== PAGE TEXT
The Paley Center for Media, which has locations in both New York and LA, dedicates itself to the preservation of television and radio history. Inside their vast archives of more than 150,000 television shows, commercials, and radio programs, there are thousands of important and funny programs waiting to be rediscovered by comedy nerds like you and me. Each week, this column will highlight a new gem waiting for you at the Paley Library to quietly laugh at. (Seriously, it’s a library, so keep it down.)

Fake talk shows: Today the TV is lousy with them. In fact, the form has been constructed, deconstructed, and reconstructed so many times that there are some real talk shows, such as Craig Ferguson’s, that have adopted fake talk show components. It makes sense that the genre would be so ripe for parody as it provides a perfect template for comedy. At its center you have a strong figure to lead and guide the show, often to serve as the audience’s point of view. Through the guests you have a steady stream of characters to shuffle through, or big-name celebrity guests, depending on the goal of your fake talk show. Plus, the format of the show doesn’t require a narrative through line, which can make the writing process more like a sketch than a sitcom, but if you want to have one, it’s not difficult to throw one into the mix as well. With so many talk shows on the air these days, both real and fake, let’s take a look back at one of the first fake talk shows to play with the form, create some very real characters, and just generally mess with its audience. I’m talking, of course, about Fernwood 2 Night.

For me, Fernwood 2 Night is one of those shows that I often heard talked about and cited by comedy people I respect but could never find. It has aired sporadically on Nick at Night, but beyond that hasn’t been seen much since airing in 1977. Fernwood starred comedy legends Martin Mull and Fred Willard as the host and co-host respectively of a small-town Ohio talk show. Mull plays Barth Gimble, who was previously working out of Miami, but has run into some undisclosed legal troubles (that he’d prefer not to get into) which may or may not be the reason he’s on a day-to-day contract with his show, forcing him to beg the viewers to call the station on his behalf. Willard plays his sidekick and announcer Jerry Hubbard, a longtime fixture on the station, who makes no bones about the fact that if Barth should be extradited back to Miami he would be more than happy to step in and host. The show is complete with a band, Happy Kyne and His Mirthmakers, though as we get to know Kyne we get to see how incredibly inaccurate his moniker is, and a wide variety of guests who are famous on either a local level or, occasionally, a national level.
====
== SOURCE RECORDS
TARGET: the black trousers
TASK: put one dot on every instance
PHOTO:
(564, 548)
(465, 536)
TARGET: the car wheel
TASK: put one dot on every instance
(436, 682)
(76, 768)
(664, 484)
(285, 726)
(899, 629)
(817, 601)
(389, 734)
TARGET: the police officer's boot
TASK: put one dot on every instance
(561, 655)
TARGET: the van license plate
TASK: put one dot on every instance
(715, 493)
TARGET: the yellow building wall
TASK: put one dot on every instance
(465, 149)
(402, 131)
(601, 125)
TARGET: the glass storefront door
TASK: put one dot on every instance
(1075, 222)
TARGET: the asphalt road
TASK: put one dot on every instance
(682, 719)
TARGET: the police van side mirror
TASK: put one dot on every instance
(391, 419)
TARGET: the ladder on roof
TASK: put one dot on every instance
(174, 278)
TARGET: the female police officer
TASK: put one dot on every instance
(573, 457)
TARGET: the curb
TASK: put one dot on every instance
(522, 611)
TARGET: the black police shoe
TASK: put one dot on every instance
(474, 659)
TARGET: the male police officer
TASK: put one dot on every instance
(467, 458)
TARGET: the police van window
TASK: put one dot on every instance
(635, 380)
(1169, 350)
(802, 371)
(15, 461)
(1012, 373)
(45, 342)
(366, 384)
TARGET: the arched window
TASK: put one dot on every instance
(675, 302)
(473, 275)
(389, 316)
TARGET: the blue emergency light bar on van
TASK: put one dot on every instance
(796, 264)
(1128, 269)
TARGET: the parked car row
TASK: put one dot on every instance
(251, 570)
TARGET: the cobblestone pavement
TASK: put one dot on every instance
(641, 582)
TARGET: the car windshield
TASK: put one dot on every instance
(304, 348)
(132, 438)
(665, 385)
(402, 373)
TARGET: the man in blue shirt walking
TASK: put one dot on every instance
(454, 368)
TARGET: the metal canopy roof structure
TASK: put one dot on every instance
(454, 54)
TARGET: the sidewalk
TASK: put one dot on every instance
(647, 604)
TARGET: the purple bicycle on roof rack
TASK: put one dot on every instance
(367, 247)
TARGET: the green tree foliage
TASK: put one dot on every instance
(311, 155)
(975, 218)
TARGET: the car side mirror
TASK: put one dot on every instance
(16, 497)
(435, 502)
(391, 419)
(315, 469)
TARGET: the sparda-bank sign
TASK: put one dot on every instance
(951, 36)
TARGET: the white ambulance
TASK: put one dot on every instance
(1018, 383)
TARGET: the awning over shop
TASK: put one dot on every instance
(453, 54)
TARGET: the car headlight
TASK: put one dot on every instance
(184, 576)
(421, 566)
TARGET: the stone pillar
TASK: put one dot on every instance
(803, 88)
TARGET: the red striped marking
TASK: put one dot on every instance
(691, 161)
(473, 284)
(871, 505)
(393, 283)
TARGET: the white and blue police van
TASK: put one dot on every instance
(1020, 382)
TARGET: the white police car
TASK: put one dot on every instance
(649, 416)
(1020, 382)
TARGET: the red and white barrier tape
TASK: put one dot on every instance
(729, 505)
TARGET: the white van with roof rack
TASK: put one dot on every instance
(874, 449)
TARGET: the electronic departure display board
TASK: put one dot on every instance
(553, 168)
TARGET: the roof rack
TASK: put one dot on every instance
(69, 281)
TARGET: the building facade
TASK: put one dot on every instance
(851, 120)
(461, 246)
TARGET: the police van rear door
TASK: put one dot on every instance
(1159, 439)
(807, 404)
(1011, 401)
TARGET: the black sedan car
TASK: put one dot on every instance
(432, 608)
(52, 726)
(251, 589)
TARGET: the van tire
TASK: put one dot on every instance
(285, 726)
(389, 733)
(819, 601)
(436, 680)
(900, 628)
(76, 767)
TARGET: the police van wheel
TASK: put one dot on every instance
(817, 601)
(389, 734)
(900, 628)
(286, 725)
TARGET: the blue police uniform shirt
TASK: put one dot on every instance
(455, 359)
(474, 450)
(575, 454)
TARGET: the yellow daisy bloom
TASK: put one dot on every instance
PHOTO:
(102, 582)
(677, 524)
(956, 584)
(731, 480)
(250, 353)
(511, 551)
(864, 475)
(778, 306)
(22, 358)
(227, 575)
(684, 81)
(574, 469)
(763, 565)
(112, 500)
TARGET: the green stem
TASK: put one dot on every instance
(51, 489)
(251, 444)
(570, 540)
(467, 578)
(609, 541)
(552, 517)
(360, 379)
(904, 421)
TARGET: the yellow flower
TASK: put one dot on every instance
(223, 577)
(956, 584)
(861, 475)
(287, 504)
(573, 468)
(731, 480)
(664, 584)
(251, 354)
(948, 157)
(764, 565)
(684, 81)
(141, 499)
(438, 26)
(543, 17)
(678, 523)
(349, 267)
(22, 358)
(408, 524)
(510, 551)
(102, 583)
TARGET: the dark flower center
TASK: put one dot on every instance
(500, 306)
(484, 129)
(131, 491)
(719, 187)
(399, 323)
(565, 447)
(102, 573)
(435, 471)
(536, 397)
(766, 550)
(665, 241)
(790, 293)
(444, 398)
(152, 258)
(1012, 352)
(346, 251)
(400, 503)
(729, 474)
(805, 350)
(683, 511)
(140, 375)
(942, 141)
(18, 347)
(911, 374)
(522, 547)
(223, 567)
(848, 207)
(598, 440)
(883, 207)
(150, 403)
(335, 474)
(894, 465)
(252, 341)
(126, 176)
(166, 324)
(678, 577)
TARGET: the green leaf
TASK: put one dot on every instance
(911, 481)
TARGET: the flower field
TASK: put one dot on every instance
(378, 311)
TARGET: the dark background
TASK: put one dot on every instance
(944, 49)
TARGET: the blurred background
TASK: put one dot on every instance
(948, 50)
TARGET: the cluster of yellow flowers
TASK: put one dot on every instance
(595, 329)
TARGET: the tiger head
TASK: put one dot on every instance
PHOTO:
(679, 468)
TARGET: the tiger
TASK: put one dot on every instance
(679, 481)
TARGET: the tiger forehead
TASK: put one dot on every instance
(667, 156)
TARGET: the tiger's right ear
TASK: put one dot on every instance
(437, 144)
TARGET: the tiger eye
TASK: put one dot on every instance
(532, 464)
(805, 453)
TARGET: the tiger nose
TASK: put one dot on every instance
====
[CHALLENGE A]
Answer these questions from the Fernwood 2 Night text, one per line:
(i) How many television shows, commercials, and radio programs does the Paley Center archive hold?
(ii) In what year did Fernwood 2 Night air?
(iii) Which actor plays Jerry Hubbard?
[CHALLENGE B] Turn part of the listing into a JSON list of strings, one string per line and no blank lines. Begin at the line that has "TARGET: the cluster of yellow flowers" and continue through the last line of the listing.
The listing has no connection to the Fernwood 2 Night text.

[SOLUTION A]
(i) More than 150,000
(ii) 1977
(iii) Fred Willard

[SOLUTION B]
[
  "TARGET: the cluster of yellow flowers",
  "TASK: put one dot on every instance",
  "(595, 329)",
  "TARGET: the tiger head",
  "TASK: put one dot on every instance",
  "PHOTO:",
  "(679, 468)",
  "TARGET: the tiger",
  "TASK: put one dot on every instance",
  "(679, 481)",
  "TARGET: the tiger forehead",
  "TASK: put one dot on every instance",
  "(667, 156)",
  "TARGET: the tiger's right ear",
  "TASK: put one dot on every instance",
  "(437, 144)",
  "TARGET: the tiger eye",
  "TASK: put one dot on every instance",
  "(532, 464)",
  "(805, 453)",
  "TARGET: the tiger nose",
  "TASK: put one dot on every instance"
]